**Excerpted data**:
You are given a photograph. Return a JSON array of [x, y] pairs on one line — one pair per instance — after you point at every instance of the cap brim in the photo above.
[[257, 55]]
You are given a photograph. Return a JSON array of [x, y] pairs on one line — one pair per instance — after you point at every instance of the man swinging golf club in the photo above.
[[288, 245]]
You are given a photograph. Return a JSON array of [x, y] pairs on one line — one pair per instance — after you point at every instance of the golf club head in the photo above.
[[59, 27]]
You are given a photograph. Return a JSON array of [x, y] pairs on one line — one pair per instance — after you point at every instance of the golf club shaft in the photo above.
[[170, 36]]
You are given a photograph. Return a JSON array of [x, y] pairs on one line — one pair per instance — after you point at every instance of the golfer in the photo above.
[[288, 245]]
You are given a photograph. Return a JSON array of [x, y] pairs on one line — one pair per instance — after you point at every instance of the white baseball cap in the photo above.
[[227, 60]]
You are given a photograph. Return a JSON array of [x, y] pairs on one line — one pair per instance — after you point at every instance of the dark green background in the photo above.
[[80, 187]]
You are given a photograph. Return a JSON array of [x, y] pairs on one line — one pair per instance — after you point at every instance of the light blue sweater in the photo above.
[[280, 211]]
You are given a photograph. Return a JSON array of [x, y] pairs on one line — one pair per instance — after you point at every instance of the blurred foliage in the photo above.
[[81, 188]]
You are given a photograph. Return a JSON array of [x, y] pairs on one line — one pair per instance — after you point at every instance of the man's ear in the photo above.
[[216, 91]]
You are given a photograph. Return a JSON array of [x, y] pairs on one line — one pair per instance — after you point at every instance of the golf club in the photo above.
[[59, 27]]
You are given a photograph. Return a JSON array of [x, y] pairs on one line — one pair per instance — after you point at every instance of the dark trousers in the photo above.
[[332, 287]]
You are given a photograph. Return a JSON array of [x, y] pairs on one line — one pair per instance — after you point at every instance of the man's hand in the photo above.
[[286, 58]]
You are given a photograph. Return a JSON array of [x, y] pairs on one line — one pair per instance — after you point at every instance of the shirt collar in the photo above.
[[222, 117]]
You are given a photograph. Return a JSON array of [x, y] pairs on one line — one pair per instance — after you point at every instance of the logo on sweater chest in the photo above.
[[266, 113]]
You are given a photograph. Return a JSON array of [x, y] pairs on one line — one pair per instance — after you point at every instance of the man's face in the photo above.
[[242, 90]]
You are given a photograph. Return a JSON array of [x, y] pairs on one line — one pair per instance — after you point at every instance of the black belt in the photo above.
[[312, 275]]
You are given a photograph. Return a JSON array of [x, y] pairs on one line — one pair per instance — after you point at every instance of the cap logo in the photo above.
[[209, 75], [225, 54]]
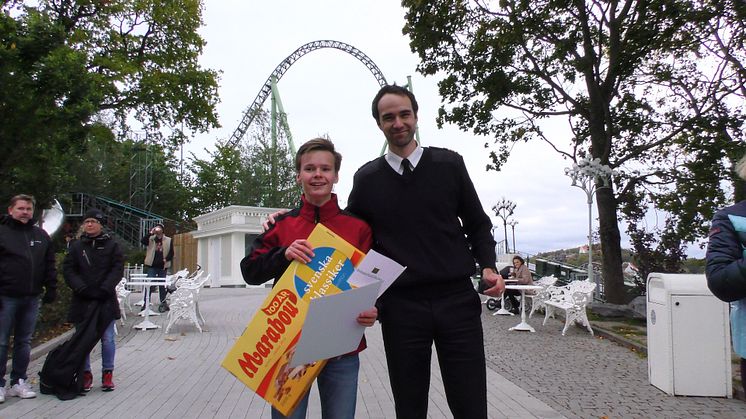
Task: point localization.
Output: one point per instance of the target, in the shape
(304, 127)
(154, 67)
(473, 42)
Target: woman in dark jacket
(726, 267)
(93, 267)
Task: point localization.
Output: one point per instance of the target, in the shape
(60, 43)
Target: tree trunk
(611, 248)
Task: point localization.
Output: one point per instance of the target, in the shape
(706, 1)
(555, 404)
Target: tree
(217, 182)
(637, 82)
(255, 173)
(64, 62)
(106, 166)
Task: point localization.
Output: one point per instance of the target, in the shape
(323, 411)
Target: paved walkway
(530, 375)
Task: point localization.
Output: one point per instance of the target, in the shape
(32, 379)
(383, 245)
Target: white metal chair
(573, 299)
(185, 303)
(538, 299)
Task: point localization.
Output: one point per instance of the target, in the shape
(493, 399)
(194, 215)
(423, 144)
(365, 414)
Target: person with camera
(159, 252)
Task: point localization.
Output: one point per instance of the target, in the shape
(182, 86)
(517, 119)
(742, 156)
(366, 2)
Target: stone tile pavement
(530, 375)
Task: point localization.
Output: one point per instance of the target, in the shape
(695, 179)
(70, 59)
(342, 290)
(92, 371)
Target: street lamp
(504, 209)
(589, 175)
(512, 224)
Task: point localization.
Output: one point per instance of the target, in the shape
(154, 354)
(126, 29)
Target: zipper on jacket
(30, 243)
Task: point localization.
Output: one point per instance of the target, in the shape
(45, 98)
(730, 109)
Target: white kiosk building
(224, 237)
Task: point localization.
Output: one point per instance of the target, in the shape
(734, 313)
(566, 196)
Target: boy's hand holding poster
(262, 358)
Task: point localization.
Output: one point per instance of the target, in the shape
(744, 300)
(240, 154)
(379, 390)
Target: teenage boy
(317, 166)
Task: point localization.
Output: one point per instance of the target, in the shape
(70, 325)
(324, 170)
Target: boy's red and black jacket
(266, 259)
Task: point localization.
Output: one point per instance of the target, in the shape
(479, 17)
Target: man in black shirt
(426, 215)
(159, 252)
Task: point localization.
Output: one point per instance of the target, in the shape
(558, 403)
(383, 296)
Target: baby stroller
(176, 281)
(492, 303)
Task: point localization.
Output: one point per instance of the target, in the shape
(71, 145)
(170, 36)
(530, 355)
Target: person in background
(27, 266)
(317, 166)
(92, 269)
(725, 267)
(426, 215)
(520, 272)
(159, 252)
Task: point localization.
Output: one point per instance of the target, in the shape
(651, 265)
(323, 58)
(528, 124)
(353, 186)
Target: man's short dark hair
(318, 144)
(396, 90)
(22, 197)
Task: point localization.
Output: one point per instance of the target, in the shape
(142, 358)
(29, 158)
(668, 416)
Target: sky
(329, 92)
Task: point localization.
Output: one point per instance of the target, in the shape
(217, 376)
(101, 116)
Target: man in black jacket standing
(159, 252)
(426, 215)
(27, 266)
(92, 269)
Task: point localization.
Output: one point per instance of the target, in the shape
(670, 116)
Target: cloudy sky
(329, 92)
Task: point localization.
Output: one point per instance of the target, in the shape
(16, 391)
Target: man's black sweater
(433, 223)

**Assignment**:
Pictures aside, print every line of the material exactly.

**Solution**:
You are given a photograph. Return a JSON array of [x, y] pairs on one line — one pair per instance — after you point at every instance of the cap brim in the photo above.
[[257, 55]]
You are given a photograph. Return a JSON array of [x, y] pairs on one line — one pair per instance — after you point at every instance of the man swinging golf club in the photo above.
[[288, 245]]
You are given a photograph. Return a JSON array of [x, y] pairs on one line — one pair per instance — after you point at every instance of the golf club head in the photo above.
[[59, 27]]
You are given a photograph. Return a JSON array of [x, y] pairs on one line — one pair per instance — after you point at every instance of the golf club shaft in the photo above.
[[170, 36]]
You are given a photograph. Return a JSON array of [x, y] pairs on one line — one pair per instance — after you point at every instance of the golfer in the photo above.
[[288, 245]]
You are given a photograph. Return a JSON array of [x, y] pairs on one line — one pair per instance — after you point at every instance of the white baseball cap in the photo above.
[[227, 60]]
You are given a photograph. Return a JSON array of [x, y] pairs on one line — one pair per instance — after you point at every instance of the dark green background in the photo above.
[[80, 187]]
You are given a photograph. Return a JSON array of [x, y] pairs on one line — one pair per instance — after you point at every instance of the light blue sweater in the photo above.
[[280, 211]]
You are given a photograph. Return a JSON array of [x, y] pairs on one line — one pair per instance — after you point at every instance of the blurred foliage in the photo above.
[[81, 188]]
You are given a photograph. Return a JSON array of [x, y] pairs on one line — one pair per instance — after you point at every instance of the man's ear in the photo above.
[[216, 91]]
You are given a photograph. Return a JSON array of [x, y] pairs on one line — one pair per instance — after you point at every instance of the golf club in the photo above.
[[59, 27]]
You are given a photograph. Return a JSON array of [x, y] pairs on one line — one pair per instance — after you point at every instance of the dark trousers in the photo above.
[[332, 287]]
You are given a photograph. Return a JSON array of [x, y] pairs on one line — one pair per instance — after you point at every instance of the man's hand in the photo above.
[[286, 58]]
You are given a photograph. Return a JSON array of [x, y] pairs on one line — one pair per instance — after you point at every instance of the shirt collar in the photo above.
[[222, 117]]
You are given a photograph. Return a JSON array of [x, y] pairs on one line — one pair per instance — after you point at every instance of the logo on sweater chest in the photo above.
[[266, 113]]
You are given a photograph. Return a JSON array of [x, y] pairs on one line — one pair per instance — after you point at every instance of the man's face in the photo above.
[[242, 90]]
You are given a photograph. Return a JSON array of [x, y] pairs on one line — one pair per instance — after you point at every instance of the black belt in the photo above.
[[312, 275]]
You are given a photograph. Return a JSON array of [x, y] pairs on one line — one pair per instance — after you point at every instance of the cap logo in the photo above.
[[209, 75], [225, 54]]
Task: point localization.
Output: one point per instance of the target, in the shape
(304, 127)
(154, 67)
(473, 42)
Target: woman in dark jacket
(726, 267)
(93, 267)
Task: point localization.
Output: one point per instance of the target, in the shape
(60, 43)
Target: tree trunk
(611, 248)
Task: point localization.
Output: one point per instance of the target, in the shape
(706, 1)
(555, 404)
Target: tree
(217, 182)
(637, 82)
(255, 173)
(64, 62)
(106, 166)
Task: point localization.
Output: one point per instance of the target, in the shape
(323, 411)
Target: paved walkway
(530, 375)
Task: point localization.
Output: one point per instance of the target, in the shape
(32, 379)
(383, 245)
Target: white metal chair
(573, 299)
(185, 303)
(538, 299)
Task: point localization.
Output: one point per instance of the target, in the shape
(493, 399)
(194, 215)
(423, 144)
(365, 414)
Target: person with camera
(159, 252)
Task: point localization.
Output: one point per instance of the target, in the shape
(182, 86)
(517, 119)
(742, 156)
(366, 2)
Target: stone tile pavement
(530, 375)
Task: point localization.
Output: one point per instance of the target, in the shape
(695, 179)
(70, 59)
(342, 290)
(92, 371)
Target: street lamp
(504, 209)
(589, 175)
(512, 224)
Task: point localization.
Output: one point per instance of the target, in the shape
(154, 354)
(126, 29)
Target: zipper on jacket
(30, 243)
Task: point localization.
Output: one point per instance of the target, in the shape
(45, 98)
(730, 109)
Target: white kiosk building
(224, 237)
Task: point localization.
Output: one point per instance of the target, in the shape
(734, 313)
(566, 196)
Target: boy's hand holding poster
(262, 358)
Task: point localization.
Output: one point per instance of the target, in the shape
(744, 300)
(240, 154)
(379, 390)
Target: teenage boy
(317, 166)
Task: point localization.
Output: one point per instance of the target, in the shape
(70, 325)
(324, 170)
Target: boy's red and black jacket
(266, 259)
Task: point localization.
Output: one point per instance of the target, in the shape
(479, 17)
Target: man in black shirt
(426, 215)
(159, 252)
Task: point localization.
Output: one point per instance of the target, in the shape
(558, 403)
(383, 296)
Target: baby stroller
(176, 281)
(492, 303)
Task: point localization.
Output: one point per instance of the target, in the shape
(71, 145)
(170, 36)
(530, 355)
Target: person in background
(27, 266)
(317, 166)
(92, 269)
(725, 267)
(426, 215)
(520, 272)
(159, 252)
Task: point localization.
Output: one point per instance of the target, in the shape
(651, 265)
(323, 58)
(528, 124)
(353, 186)
Target: man's short dark hair
(318, 144)
(396, 90)
(22, 197)
Task: point localization.
Output: one point per instance of the target, in the shape
(142, 358)
(29, 158)
(668, 416)
Target: sky
(329, 92)
Task: point localization.
Output: one point per instance of the target, in the shape
(217, 376)
(101, 116)
Target: man in black jacket standing
(159, 252)
(426, 215)
(27, 266)
(92, 269)
Task: point localization.
Output: one point per instance of the target, in the shape
(670, 116)
Target: cloudy sky
(329, 92)
Task: point localization.
Output: one point per instance of the target, in the shape
(16, 391)
Target: man's black sweater
(433, 223)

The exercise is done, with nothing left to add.